* Texto de origem:
= = = =
Expresso - A banca não andou a financiar o Estado e sectores não produtivos?
 Ricardo Salgado - O Estado é o Estado, tem obrigação de saber o que faz. Se há programas de investimento público que não se coadunam com a realidade ... Houve certamente exageros, mas se não fossem os bancos portugueses, apareciam os bancos estrangeiros ...  

Expresso - Foi muito criticado por ter feito discurso favorável às grandes obras públicas e à não convocação de eleições. Arrepende-se desse discurso?
Ricardo Salgado - Não me arrependo. Fui criticado por defender duas coisas que continuo a defender: uma é o TGV e a outra o novo aeroporto de Lisboa.


Pois é.
Segundo o banqueiro Ricardo, se houve (e continua a haver) um desastrado descarrilamento nas contas públicas, a culpa é do Estado porque, notem bem nesta subtileza, o Estado é o Estado, tem obrigação de saber o que faz. Se há  programas de investimento público que não se coadunam com a realidade ... (Se) houve exageros, a culpa não é dele nem dos seus pares, porque se não fossem os banqueiros portugueses a emprestar ao Estado, apareciam os bancos estrangeiros... Agora mesmo, quando os bancos estrangeiros tiram o cavalo da chuva quem é está ali para socorrer o Estado? O Ricardo e seus pares portugueses.

O banqueiro Ricardo não se arrepende de ter feito um discurso favorável às grandes obras públicas e ainda hoje continua a defender o TGV e o novo aeroporto de Lisboa, mas, evidentemente para o banqueiro Ricardo, se algumas, grandes ou menos grandes, obras públicas foram feitas que não se coadunavam com a realidade, se o país se endividou até aos gorgomilos, a culpa é do Estado que tinha (e tem) obrigação de saber o que faz, já tem mais que idade para isso.

Mas nem só o Estado é culpado do desastre. As famílias também. Quando Ricardo voltou a Portugal em 1992, diz ele, havia falta de 700 mil habitações. Quem é que financiou a construção civil e dotou o País de um excesso que não encontra paralelo na Europa, salvo a Espanha? Os banqueiros. Evidentemente segundo o banqueiro Ricardo, se houve excessos e muitas famílias agora não podem pagar os empréstimos contraídos para comprar a casa, a mobília, e umas viagens de férias, a culpa é delas, que já tinham idade para ter juízo e obrigação de saber fazer contas.
= = = =
* Dados brutos:

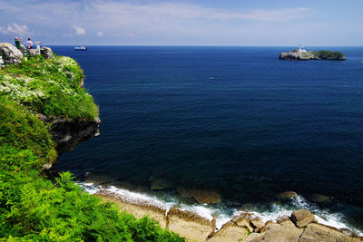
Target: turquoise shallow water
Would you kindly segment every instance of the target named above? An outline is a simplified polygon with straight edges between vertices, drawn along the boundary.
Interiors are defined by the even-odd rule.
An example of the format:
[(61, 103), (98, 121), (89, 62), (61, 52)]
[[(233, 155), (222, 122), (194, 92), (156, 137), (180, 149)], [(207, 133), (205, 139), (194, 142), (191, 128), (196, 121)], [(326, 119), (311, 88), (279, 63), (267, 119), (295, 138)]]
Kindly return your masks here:
[(261, 211), (299, 207), (277, 198), (293, 190), (362, 227), (362, 47), (329, 48), (344, 62), (278, 59), (292, 47), (53, 49), (83, 68), (102, 119), (59, 169), (146, 190), (152, 176), (170, 183), (158, 196), (213, 189), (227, 208)]

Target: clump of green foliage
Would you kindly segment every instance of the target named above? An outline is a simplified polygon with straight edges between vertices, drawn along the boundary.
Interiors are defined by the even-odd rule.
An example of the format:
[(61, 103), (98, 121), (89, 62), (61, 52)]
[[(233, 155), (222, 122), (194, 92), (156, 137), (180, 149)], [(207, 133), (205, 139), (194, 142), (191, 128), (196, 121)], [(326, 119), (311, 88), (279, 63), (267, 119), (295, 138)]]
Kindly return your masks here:
[(320, 59), (346, 59), (341, 52), (319, 51), (314, 53)]
[[(26, 69), (29, 73), (19, 66), (1, 71), (0, 83), (4, 83), (5, 76), (10, 76), (11, 80), (6, 82), (12, 81), (9, 83), (14, 86), (7, 85), (13, 89), (0, 92), (0, 241), (184, 241), (162, 229), (153, 219), (136, 219), (130, 214), (120, 213), (114, 204), (85, 193), (75, 185), (69, 172), (60, 174), (54, 182), (42, 173), (43, 166), (56, 159), (55, 145), (47, 126), (36, 118), (34, 111), (78, 117), (72, 116), (74, 113), (66, 109), (51, 109), (54, 103), (44, 103), (51, 100), (53, 92), (73, 88), (83, 95), (78, 88), (82, 72), (78, 67), (70, 69), (78, 76), (74, 79), (67, 77), (70, 73), (57, 73), (53, 62), (60, 60), (32, 60), (23, 64), (23, 68), (30, 68)], [(41, 66), (45, 62), (52, 64), (39, 69), (34, 64), (35, 61)], [(41, 73), (47, 68), (49, 73)], [(64, 82), (59, 81), (63, 80), (61, 77)], [(20, 92), (41, 90), (49, 96), (39, 97), (39, 101), (35, 96), (15, 98), (22, 96), (13, 92), (15, 88), (25, 86), (20, 80), (26, 78), (30, 81), (26, 88), (19, 89)], [(53, 89), (55, 84), (49, 82), (53, 80), (58, 80), (59, 86), (66, 88)], [(65, 99), (71, 94), (64, 95)], [(73, 102), (75, 101), (70, 101)], [(93, 110), (93, 113), (77, 114), (91, 118), (96, 112)]]
[(98, 107), (81, 87), (83, 73), (72, 58), (36, 55), (0, 70), (0, 94), (47, 116), (94, 119)]

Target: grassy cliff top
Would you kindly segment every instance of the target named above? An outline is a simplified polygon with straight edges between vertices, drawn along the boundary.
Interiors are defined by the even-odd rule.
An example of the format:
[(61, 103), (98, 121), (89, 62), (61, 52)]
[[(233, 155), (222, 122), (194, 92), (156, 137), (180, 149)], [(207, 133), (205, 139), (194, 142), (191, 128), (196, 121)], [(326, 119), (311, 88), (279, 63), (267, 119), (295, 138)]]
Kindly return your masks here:
[(37, 55), (0, 70), (0, 94), (46, 116), (94, 119), (98, 107), (81, 87), (83, 80), (74, 59)]

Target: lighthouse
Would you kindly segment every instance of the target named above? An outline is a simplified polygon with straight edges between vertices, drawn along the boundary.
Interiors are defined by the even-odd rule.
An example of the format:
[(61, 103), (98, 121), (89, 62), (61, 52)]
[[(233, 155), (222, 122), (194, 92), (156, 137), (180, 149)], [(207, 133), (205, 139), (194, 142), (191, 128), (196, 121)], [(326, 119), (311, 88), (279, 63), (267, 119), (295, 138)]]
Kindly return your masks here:
[(299, 44), (299, 51), (298, 51), (299, 53), (306, 53), (306, 50), (304, 50), (303, 48), (302, 48), (302, 45), (301, 44)]

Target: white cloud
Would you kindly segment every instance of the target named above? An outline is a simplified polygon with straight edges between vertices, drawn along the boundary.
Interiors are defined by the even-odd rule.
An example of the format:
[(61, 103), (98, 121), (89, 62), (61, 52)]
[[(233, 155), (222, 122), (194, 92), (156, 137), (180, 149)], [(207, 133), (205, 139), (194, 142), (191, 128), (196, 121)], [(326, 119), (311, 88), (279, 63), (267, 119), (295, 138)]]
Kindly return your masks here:
[(0, 26), (0, 33), (4, 34), (19, 34), (19, 35), (29, 35), (30, 32), (28, 26), (23, 24), (8, 24), (7, 26)]
[(85, 29), (78, 27), (76, 25), (72, 25), (72, 27), (74, 29), (76, 35), (84, 35), (85, 34)]

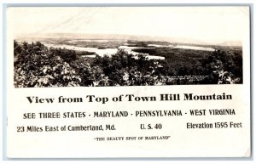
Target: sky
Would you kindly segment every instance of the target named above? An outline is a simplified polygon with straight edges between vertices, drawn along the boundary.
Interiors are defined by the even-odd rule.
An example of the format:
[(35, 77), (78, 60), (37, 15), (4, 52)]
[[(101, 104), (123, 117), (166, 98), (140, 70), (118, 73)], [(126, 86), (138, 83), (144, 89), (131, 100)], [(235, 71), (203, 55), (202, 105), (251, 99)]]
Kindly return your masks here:
[(24, 33), (127, 34), (241, 41), (249, 29), (247, 7), (15, 7), (8, 29)]

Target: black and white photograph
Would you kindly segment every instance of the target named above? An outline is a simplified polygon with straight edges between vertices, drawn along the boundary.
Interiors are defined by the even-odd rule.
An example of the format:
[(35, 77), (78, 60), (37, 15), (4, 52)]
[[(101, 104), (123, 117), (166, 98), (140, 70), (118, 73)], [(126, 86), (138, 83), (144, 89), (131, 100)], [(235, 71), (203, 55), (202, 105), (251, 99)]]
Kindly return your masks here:
[(237, 8), (13, 10), (15, 88), (243, 83)]
[(252, 158), (252, 8), (4, 6), (6, 158)]

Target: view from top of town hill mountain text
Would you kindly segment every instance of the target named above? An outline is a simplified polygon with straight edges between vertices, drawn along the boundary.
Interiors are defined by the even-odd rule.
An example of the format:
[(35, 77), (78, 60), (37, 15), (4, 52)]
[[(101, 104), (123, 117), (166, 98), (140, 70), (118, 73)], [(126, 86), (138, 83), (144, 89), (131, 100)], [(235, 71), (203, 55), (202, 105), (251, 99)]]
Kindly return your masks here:
[(243, 82), (239, 8), (10, 9), (15, 88)]

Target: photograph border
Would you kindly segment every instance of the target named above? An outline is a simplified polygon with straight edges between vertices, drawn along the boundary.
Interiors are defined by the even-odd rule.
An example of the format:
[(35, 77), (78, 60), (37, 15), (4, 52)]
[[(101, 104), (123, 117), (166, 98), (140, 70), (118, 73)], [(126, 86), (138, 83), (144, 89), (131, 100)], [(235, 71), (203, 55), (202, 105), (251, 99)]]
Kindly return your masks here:
[[(108, 7), (108, 6), (116, 6), (116, 7), (144, 7), (144, 6), (248, 6), (250, 8), (250, 64), (251, 64), (251, 76), (250, 76), (250, 99), (251, 99), (251, 156), (250, 157), (166, 157), (166, 158), (8, 158), (6, 156), (7, 151), (7, 88), (6, 88), (6, 9), (8, 7)], [(253, 161), (253, 5), (252, 3), (3, 3), (3, 161)]]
= = = =
* Lista de tarefas:
[1] Responda a estas perguntas sobre o texto acerca da entrevista de Ricardo Salgado ao Expresso:
(a) Que duas coisas Ricardo Salgado afirma que continua a defender?
(b) Em que ano voltou Ricardo a Portugal?
(c) Quantas habitações faltavam no país quando ele voltou?
[2] No texto sobre a entrevista de Ricardo Salgado, reescreva o trecho que começa nas palavras "Ricardo Salgado - O" e termina depois de "aeroporto de Lisboa.", trocando "TGV" por "comboio de alta velocidade".
[3] Dê seguimento ao texto sobre a entrevista de Ricardo Salgado ao Expresso, a partir da última frase apresentada.
Os dados não têm qualquer papel neste exercício.

* Respostas do exercício:
[1]
(a) O TGV e o novo aeroporto de Lisboa.
(b) Em 1992.
(c) Faltavam 700 mil habitações.

[2]
Ricardo Salgado - O Estado é o Estado, tem obrigação de saber o que faz. Se há programas de investimento público que não se coadunam com a realidade ... Houve certamente exageros, mas se não fossem os bancos portugueses, apareciam os bancos estrangeiros ...  

Expresso - Foi muito criticado por ter feito discurso favorável às grandes obras públicas e à não convocação de eleições. Arrepende-se desse discurso?
Ricardo Salgado - Não me arrependo. Fui criticado por defender duas coisas que continuo a defender: uma é o comboio de alta velocidade e a outra o novo aeroporto de Lisboa.

[3]
Resumindo e concluindo, segundo o banqueiro Ricardo, a banca está inocente, a história tem de ser contada ao contrário.

Pois tem, Ricardo.
A história, Ricardo, é que os empréstimos que a banca concedeu ao Estado, importou-os do estrangeiro. A poupança dos portugueses não chegava para mandar cantar um cego. Os banqueiros portugueses não se anteciparam nem substituiram os bancos estrangeiros, simplesmente intermediaram esses empréstimos externos, cobrando as margens e as comissões com que se banquetearam enquanto a festa durou. A festa da ganância dos lucros fáceis à mesa dos votos comprados com a demagogia. Só uma autoestrada senhor primeiro-ministro?, faça duas ou três, e ganha a dobrar. Só três rotundas, senhor presidente da Câmara? O seu vizinho já fez seis e a oposição promete mais sete. Oh senhor presidente do Governo Regional da Madeira, por quem é! Financiamos-lhe os viadutos que quiser. Um heliporto?  Só um? Uma marina? Faça duas, que ficam a um preço médio mais baixo.

Agora que o maré baixou e a corrente cheira a lodo que tresanda, o banqueiro Ricardo mete o nariz entre o polegar e o indicador, e culpa o Estado por não saber o que faz!

Fizesse ele o TGV e o novo aeroporto de Lisboa, aí sim, faria bem.
Mas o Estado, Ricardo, é um estupor que faz tudo ao contrário. Pelas dívidas que lhe vendeste manda-me agora a conta a casa.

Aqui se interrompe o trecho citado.